§ Exercise instructions
a - List every party, business, or court named in the first paragraph of the court opinion excerpt.
b - Answer these questions from the court opinion excerpt:
(i) In what city did the plaintiff do business?
(ii) Who bore the burden of proof on whether the goods were returned in a legally sufficient way?
(iii) Under Rule 5, if the contract requires the seller to deliver the goods at a particular place, when does the property pass?
c - From the court opinion excerpt, copy the passage from "The plaintiff, doing" to "defendant alleges error." word for word.

The plaintiff, doing business in New York City, delivered to the defendant at St. Albans, Vermont, a bill of goods under a "sale or return" contract. The defendant elected to return the goods; he delivered them to the express company in St. Albans in a package bearing the plaintiff's New York business address, for transportation. The express company issued to him a receipt therefor, naming him as the consignor and the plaintiff as the consignee of the goods. It turned out that the package bore the address of another New York firm, to which the goods were actually delivered; and they have never been recovered or received by the plaintiff. This action of contract was brought in the St. Albans city court where the plaintiff had judgment for the value of the goods on findings of fact made by the court. The defendant alleges error.

The nature of the contract was such that the title to the goods in question passed to the defendant upon their delivery to him, subject to be revested in the plaintiff by their return pursuant to the terms of the contract. No. 171, Acts of 1921, § 19, rule 3, (1). So the burden of proof on the question of a legally sufficient return of the goods was on the defendant. It was necessary for him to show such a return if he would avoid liability under the contract. And the judgment being against him, it was for him to present here a record affirmatively showing that, on the findings, it should have been in his favor. But whether this record shows a sufficient return to free the defendant from responsibility for the loss of the goods depends upon the question whether the return delivery was, under the contract, to be made at St. Albans or New York City. Rule 5 of the section of the Uniform Sales Act just cited, provides that if the contract requires the seller to deliver the goods to the buyer, or at a particular place, the property does not pass until the goods have been so delivered or reached the place agreed upon. So it should be held that when the buyer under a "sale or return" contract attempts to return the goods the title does not revest in the seller until they are delivered back to him or at the place agreed upon.

§ Extracted data

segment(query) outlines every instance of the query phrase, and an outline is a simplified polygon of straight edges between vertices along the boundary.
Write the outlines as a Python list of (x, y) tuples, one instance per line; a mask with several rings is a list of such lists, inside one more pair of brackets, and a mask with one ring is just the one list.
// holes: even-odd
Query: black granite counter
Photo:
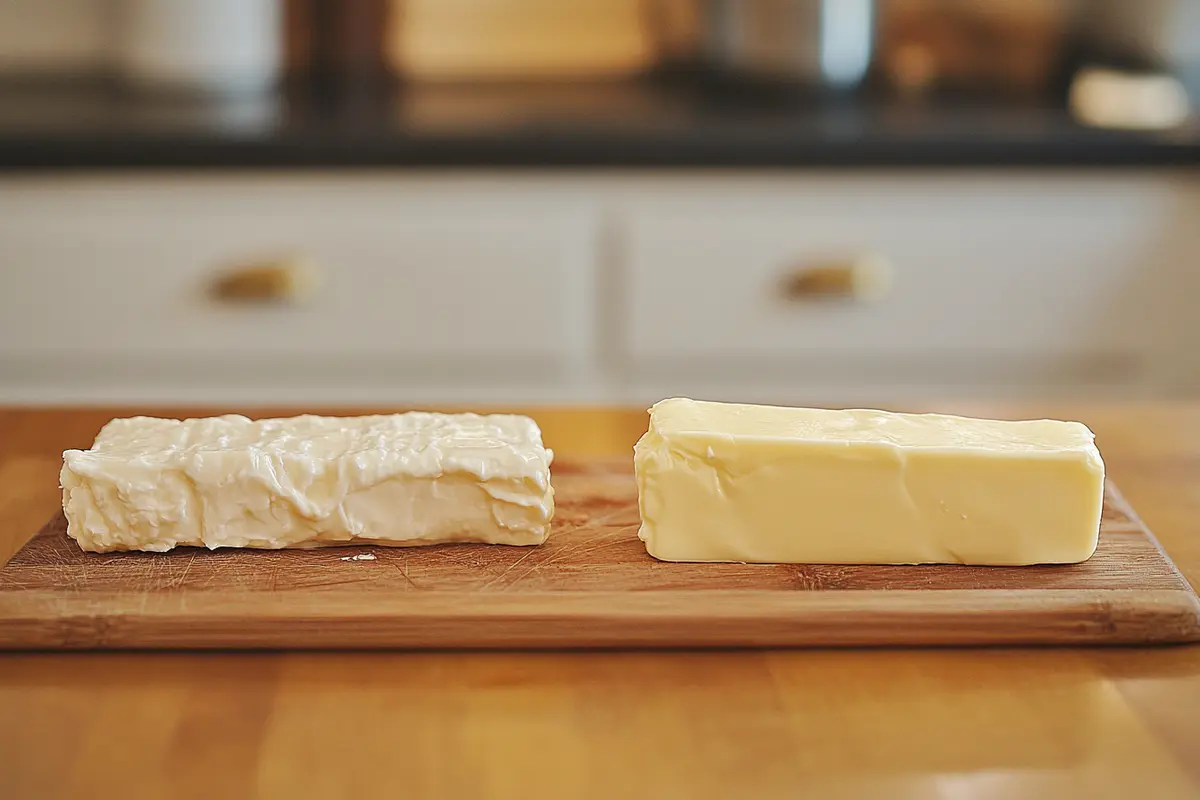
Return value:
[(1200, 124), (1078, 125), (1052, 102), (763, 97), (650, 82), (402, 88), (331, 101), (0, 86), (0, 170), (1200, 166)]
--
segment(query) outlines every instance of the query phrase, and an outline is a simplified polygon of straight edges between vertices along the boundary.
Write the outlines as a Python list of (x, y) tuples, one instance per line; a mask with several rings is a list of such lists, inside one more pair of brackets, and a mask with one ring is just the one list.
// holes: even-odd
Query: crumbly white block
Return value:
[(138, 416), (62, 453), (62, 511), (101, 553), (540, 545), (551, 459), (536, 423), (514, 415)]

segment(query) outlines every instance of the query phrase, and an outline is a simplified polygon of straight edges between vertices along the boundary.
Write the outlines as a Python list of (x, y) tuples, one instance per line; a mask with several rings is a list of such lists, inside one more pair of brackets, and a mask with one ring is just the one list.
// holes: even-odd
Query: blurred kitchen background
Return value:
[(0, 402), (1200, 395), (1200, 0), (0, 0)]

§ Answers provided
a -
- The plaintiff
- The defendant
- The express company
- Another New York firm
- The St. Albans city court

b -
(i) New York City.
(ii) The defendant.
(iii) Only when the goods have been so delivered or have reached the place agreed upon.

c -
The plaintiff, doing business in New York City, delivered to the defendant at St. Albans, Vermont, a bill of goods under a "sale or return" contract. The defendant elected to return the goods; he delivered them to the express company in St. Albans in a package bearing the plaintiff's New York business address, for transportation. The express company issued to him a receipt therefor, naming him as the consignor and the plaintiff as the consignee of the goods. It turned out that the package bore the address of another New York firm, to which the goods were actually delivered; and they have never been recovered or received by the plaintiff. This action of contract was brought in the St. Albans city court where the plaintiff had judgment for the value of the goods on findings of fact made by the court. The defendant alleges error.